■ Data records ■
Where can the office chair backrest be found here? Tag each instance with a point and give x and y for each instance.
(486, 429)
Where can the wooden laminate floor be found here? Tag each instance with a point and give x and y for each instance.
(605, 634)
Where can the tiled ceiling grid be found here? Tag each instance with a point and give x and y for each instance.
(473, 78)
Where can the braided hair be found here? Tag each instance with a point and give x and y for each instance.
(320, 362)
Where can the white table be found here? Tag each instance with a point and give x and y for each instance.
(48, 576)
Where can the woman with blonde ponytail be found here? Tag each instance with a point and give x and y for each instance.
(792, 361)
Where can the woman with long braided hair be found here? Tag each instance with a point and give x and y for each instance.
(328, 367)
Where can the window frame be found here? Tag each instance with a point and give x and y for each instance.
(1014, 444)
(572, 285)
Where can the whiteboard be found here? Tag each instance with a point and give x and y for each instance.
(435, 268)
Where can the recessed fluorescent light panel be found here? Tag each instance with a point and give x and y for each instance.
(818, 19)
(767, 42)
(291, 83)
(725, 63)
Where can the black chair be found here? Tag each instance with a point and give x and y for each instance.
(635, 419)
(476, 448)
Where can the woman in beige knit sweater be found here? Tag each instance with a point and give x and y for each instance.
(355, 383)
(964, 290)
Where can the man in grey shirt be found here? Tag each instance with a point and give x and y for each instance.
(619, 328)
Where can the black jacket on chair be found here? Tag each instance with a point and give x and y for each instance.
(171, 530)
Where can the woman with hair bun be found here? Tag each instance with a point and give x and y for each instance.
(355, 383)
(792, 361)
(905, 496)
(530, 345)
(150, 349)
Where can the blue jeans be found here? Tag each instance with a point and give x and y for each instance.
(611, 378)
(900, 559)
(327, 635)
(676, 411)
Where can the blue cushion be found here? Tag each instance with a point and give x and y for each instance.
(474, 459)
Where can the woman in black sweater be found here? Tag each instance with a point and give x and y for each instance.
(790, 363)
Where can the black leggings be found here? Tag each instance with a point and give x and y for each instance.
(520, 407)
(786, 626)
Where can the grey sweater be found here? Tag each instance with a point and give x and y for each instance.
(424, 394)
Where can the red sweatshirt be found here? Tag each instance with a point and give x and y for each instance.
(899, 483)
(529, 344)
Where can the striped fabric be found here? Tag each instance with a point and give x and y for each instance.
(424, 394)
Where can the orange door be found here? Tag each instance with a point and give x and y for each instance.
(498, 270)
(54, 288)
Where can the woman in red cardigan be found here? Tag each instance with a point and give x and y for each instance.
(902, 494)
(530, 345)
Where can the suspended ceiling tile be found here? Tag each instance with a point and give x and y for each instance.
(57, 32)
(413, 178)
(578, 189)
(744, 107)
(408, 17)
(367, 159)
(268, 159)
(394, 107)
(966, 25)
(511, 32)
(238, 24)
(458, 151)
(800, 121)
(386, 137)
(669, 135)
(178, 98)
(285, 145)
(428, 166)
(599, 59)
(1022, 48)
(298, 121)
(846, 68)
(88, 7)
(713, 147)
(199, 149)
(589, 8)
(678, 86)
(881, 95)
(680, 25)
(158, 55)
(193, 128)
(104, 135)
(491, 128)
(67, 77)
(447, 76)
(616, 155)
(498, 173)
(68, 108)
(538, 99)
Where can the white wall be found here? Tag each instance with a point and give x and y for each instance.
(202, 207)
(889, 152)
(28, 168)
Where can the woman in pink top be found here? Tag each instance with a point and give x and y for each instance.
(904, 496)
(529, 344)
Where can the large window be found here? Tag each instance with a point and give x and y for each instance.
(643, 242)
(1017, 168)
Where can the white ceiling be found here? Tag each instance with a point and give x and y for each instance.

■ Try it ■
Each line of the records must be reproduced exactly.

■ Exercise output ■
Where can the office chair backrest be found here? Tag each instance with a point and give x and y for each instance.
(486, 429)
Where can the wooden laminate floor be found here? Tag each instance with a point and give x and y for each instance.
(605, 634)
Where can the tiled ceiling grid be found here? Tag each instance with a point and give x and y for each instance.
(473, 78)
Where can the braided hair be found here? Tag each instance with a point and give x and y for each instance.
(320, 362)
Where can the white table be found here? Tag each instance with a point and give x and y for each instance.
(48, 576)
Where can the woman with blonde ponytail be found here? Tag each instance with a point and give x and y for each instance.
(792, 361)
Where can the woman with long braided hair be found here? Tag each instance with a point and give x and y for each instance.
(328, 367)
Where can the window frame be found here? Tag each instance with a point and give x and y for each instance.
(1014, 444)
(572, 285)
Where can the whiteboard be found here? Tag each instance with a point and give x and y for each instance.
(435, 268)
Where can the recessed fluorescent light panel be found here? Tag each instance with a point and give x and y for each instance.
(818, 19)
(767, 42)
(291, 83)
(725, 63)
Where can the black chair be found here? Tag each instance with a point and give x and y for each instance.
(635, 419)
(476, 448)
Where can the woman in beige knit sweater be found here? Tag each instance with a point and give x and y for each instance.
(355, 383)
(964, 290)
Where can the man in grey shirt be found here? Tag each instance with a point and give x and y for each instance.
(619, 328)
Where can the black jacket on chair be found here? Tag each instance with a point and give x and y for each instance.
(171, 530)
Where can the woman with hair bun be found here? Tag each instance with a point and give x and y for each instance.
(355, 383)
(792, 361)
(905, 496)
(530, 345)
(150, 349)
Where can the blue jeans be found here? Tag each instance with a point and give x and y for each instance.
(611, 378)
(900, 559)
(327, 635)
(676, 411)
Where can the blue cushion be found here? Tag each instance with a point and give x and y for each instance.
(474, 459)
Where can the woman in black sweater be found here? Tag each instance with a point and give x and y for each instance.
(790, 363)
Where can the black leggings be found here? Tag each instance with a point and give x and y for each instance.
(520, 407)
(786, 626)
Where can the grey sweater be found here? Tag each instance with a point and give x and y for each instance.
(424, 394)
Where can the red sweatshirt be found here? Tag each instance with a point and give x and y for each instance.
(899, 483)
(529, 344)
Where can the striped fabric be found here? Tag each instance with a point and give x and y for each instance.
(424, 394)
Where can the orange door be found here? Tag each instance with a point and give x and y for each instance.
(498, 270)
(54, 288)
Where can the woman in red cardigan be found here? Tag each instance with a point and give x and y for each instance.
(902, 494)
(530, 345)
Where can the suspended ceiling tile be found here? Tag each instance with a point and give x and y for each instance.
(57, 32)
(413, 178)
(578, 189)
(744, 107)
(408, 17)
(367, 159)
(268, 159)
(394, 107)
(966, 25)
(511, 32)
(238, 24)
(458, 151)
(800, 121)
(386, 137)
(669, 135)
(178, 98)
(285, 145)
(428, 166)
(599, 59)
(1022, 48)
(298, 121)
(846, 68)
(88, 7)
(713, 147)
(199, 149)
(589, 8)
(678, 86)
(881, 95)
(680, 25)
(158, 55)
(193, 128)
(104, 135)
(491, 128)
(67, 77)
(447, 76)
(616, 155)
(498, 173)
(68, 108)
(538, 99)
Where can the white wall be found here? Tag each instance with a point and give x and y for each instance.
(202, 207)
(889, 152)
(28, 168)
Where can the woman in pink top be found here? Tag each instance with a point and give x and y for each instance.
(904, 496)
(529, 344)
Where can the large window be found here? Tag each instance with a point and give x and y for each instance.
(643, 242)
(1017, 168)
Where can the white ceiling be found here? Tag each instance with a point and give x and y for each instance.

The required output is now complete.